__Set of tasks__:
1. In the passage about Zanu PF's claims to legitimacy, rewrite the paragraph beginning "This being the case our rulers" as a shorter summary that keeps its main points.
2. In the passage about Zanu PF's claims to legitimacy, what does the ruling party link independence to?
3. Extend the passage about Zanu PF's claims to legitimacy, starting right after its final sentence.

This being the case our rulers have gone out of their way to cast themselves and their deeds in an extraordinary light in order to claim a perpetual stake in the country’s present and destiny. Zanu PF has spun a myth around the liberation struggle and its role in it. The ruling party ever Machiavellian has cast itself as being super ordinary and therefore entitled to claim inordinate rights to rule this country. This has been done in order to confer a false legitimacy on Zanu PF and a moral right not only to govern in perpetuity but to define the nation in every aspect.

The ruling party has also sought to achieve this effect by monopolising the spiritual aspect of the struggle by inextricably linking independence to spirit mediums and the latter to itself. Thus it has arrogated to itself all possible sources of political legitimacy and right to rule. In the process Zanu PF has assumed the right to recast morality on itself. That is why Zanu PF and its government can attack, torture and kill opposition supporters, refuse to lose an election, corrupt every institution of the State.

__Entries__:
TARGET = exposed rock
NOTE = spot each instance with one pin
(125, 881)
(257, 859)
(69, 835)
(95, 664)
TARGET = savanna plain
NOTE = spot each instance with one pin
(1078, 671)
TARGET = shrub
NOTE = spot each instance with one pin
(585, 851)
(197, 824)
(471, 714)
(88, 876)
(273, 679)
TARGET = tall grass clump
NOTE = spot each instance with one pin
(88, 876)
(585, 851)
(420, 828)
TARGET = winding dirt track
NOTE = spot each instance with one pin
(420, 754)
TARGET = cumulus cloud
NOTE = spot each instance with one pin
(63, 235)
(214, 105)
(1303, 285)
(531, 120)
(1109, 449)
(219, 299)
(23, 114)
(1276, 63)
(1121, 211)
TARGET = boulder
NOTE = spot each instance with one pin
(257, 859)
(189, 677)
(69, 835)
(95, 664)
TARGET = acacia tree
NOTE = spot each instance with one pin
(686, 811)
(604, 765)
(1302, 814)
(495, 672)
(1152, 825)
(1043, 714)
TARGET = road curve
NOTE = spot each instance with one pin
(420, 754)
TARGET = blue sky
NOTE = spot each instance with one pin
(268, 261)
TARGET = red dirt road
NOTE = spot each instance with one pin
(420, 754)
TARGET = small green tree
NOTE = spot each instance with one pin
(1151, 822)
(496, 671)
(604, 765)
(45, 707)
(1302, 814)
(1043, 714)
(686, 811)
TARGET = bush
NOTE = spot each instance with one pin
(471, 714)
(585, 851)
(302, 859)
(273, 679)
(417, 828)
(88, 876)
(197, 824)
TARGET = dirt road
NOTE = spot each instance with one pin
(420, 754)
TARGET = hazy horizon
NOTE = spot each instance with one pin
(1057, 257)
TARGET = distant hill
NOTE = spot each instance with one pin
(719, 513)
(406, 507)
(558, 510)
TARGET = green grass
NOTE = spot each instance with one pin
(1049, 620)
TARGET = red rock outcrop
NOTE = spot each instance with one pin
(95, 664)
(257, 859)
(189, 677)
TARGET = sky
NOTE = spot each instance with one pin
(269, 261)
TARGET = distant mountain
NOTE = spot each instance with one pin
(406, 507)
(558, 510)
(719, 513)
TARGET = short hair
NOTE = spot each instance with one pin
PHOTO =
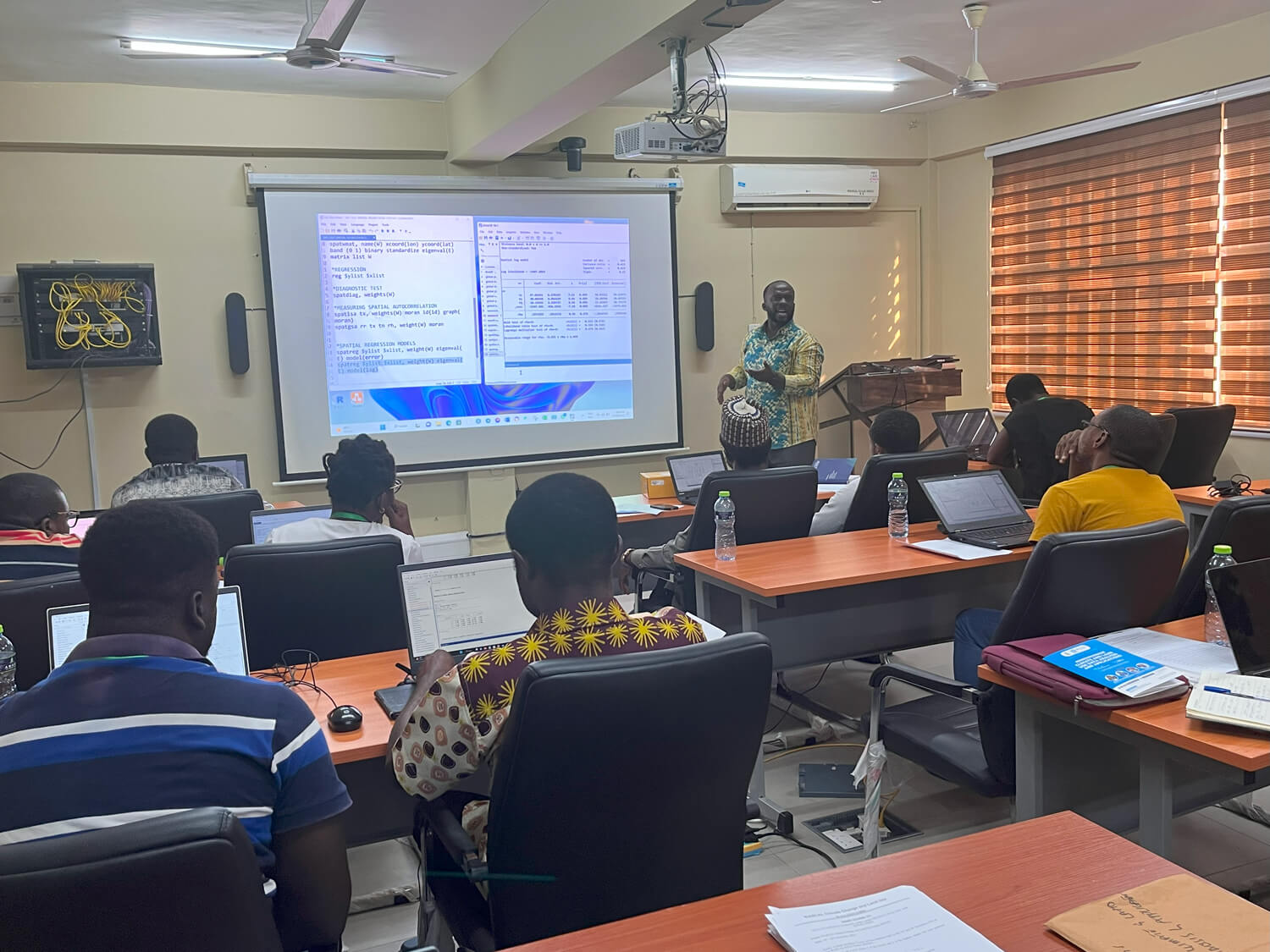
(1135, 434)
(564, 526)
(25, 498)
(896, 432)
(358, 471)
(170, 438)
(146, 553)
(1025, 386)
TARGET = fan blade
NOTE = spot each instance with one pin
(931, 69)
(893, 108)
(356, 63)
(333, 25)
(1059, 76)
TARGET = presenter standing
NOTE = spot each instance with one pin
(780, 370)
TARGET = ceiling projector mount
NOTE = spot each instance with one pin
(975, 83)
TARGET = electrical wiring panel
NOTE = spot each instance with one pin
(102, 312)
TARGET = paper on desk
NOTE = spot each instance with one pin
(1175, 913)
(901, 919)
(959, 550)
(1184, 655)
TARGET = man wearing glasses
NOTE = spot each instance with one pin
(35, 528)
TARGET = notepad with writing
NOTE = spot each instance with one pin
(1175, 913)
(1242, 701)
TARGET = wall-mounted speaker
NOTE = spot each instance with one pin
(235, 333)
(703, 309)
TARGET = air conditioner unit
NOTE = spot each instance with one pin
(797, 188)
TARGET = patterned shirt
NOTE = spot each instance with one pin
(462, 715)
(792, 413)
(175, 480)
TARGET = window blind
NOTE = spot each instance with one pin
(1245, 261)
(1104, 264)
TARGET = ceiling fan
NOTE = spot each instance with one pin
(975, 84)
(318, 47)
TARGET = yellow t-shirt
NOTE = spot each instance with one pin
(1112, 498)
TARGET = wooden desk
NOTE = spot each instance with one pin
(1006, 883)
(1181, 764)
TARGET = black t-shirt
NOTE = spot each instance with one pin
(1034, 431)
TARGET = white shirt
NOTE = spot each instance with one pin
(319, 530)
(833, 515)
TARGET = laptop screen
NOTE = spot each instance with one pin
(973, 500)
(690, 471)
(462, 604)
(68, 627)
(1244, 596)
(967, 428)
(266, 520)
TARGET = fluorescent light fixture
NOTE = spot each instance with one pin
(842, 85)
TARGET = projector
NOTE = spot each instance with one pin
(655, 140)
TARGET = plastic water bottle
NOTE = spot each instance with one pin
(726, 528)
(8, 667)
(1214, 629)
(897, 498)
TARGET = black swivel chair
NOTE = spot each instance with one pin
(229, 513)
(771, 504)
(1079, 583)
(1198, 444)
(25, 614)
(594, 827)
(869, 508)
(1241, 523)
(188, 881)
(337, 599)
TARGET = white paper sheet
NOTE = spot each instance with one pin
(901, 919)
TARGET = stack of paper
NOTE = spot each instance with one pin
(902, 919)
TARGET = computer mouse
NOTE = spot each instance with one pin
(345, 718)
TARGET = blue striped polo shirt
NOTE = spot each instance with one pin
(135, 726)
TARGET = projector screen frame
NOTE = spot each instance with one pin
(259, 184)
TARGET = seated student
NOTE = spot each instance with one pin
(892, 432)
(1109, 489)
(747, 442)
(35, 528)
(362, 485)
(563, 533)
(137, 723)
(1031, 431)
(172, 448)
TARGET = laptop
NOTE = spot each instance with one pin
(235, 465)
(266, 520)
(690, 470)
(978, 508)
(68, 627)
(973, 429)
(1244, 596)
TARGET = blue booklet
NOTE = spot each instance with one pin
(1109, 667)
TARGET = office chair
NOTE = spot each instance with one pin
(1079, 583)
(229, 513)
(1198, 444)
(337, 599)
(25, 614)
(187, 881)
(591, 822)
(771, 504)
(1244, 525)
(869, 507)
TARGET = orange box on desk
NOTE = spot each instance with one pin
(657, 485)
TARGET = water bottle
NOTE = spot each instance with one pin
(897, 498)
(8, 667)
(726, 528)
(1214, 629)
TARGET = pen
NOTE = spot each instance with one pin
(1234, 693)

__Exercise responses__:
1. The country's rulers have portrayed themselves and their actions as extraordinary so they can claim a permanent stake in its present and future. Zanu PF has built a myth around the liberation struggle and its own part in it, presenting itself as exceptional and therefore entitled to rule. The aim is to give Zanu PF a false legitimacy and a moral right to govern forever and to define the nation in every respect.

2. Spirit mediums.

3.
Because Zanu PF is the party of national liberation it can do all these things quite ”legitimately”. Take for example the murder of opposition supporters as happened in 2008. Ordinary Zimbabweans are generally leery of killing because of a deeply held fear of the wrath of avenging spirits but when this is to be done at the behest of the ruling party they become bloody-minded. Even the ancestral spirits, the guardians of all seem to accede to Zanu PF and are quite satisfied with the occasional murder of opposition supporters.

Having thus monopolised and manipulated all sources of political legitimacy Zanu PF has gone on to define belonging to an opposition party as being a moral wrong. This is deemed as an act so reprehensible that it disqualifies one from humanity. An opposition supporter is considered to be a traitor and the act of voting for the opposition a treasonous. Therefore, any such deserves of no human consideration, mercy or compunction.

In order to achieve this socio-political effect Zanu PF has not only monopolised the liberation struggle but heroism also. At present Zimbabwe does not have heroes outside of the liberation struggle. There is no mention, much less celebration, of the heroism of our soldiers in the Mozambican, the Democratic Republic of Congo and quite possibly Angolan campaigns. Any such effort would destroy the false equivalence that exists between heroism and a divine right to rule Zimbabwe in perpetuity. Generally national heroes are Zanu PF or leaning thereto.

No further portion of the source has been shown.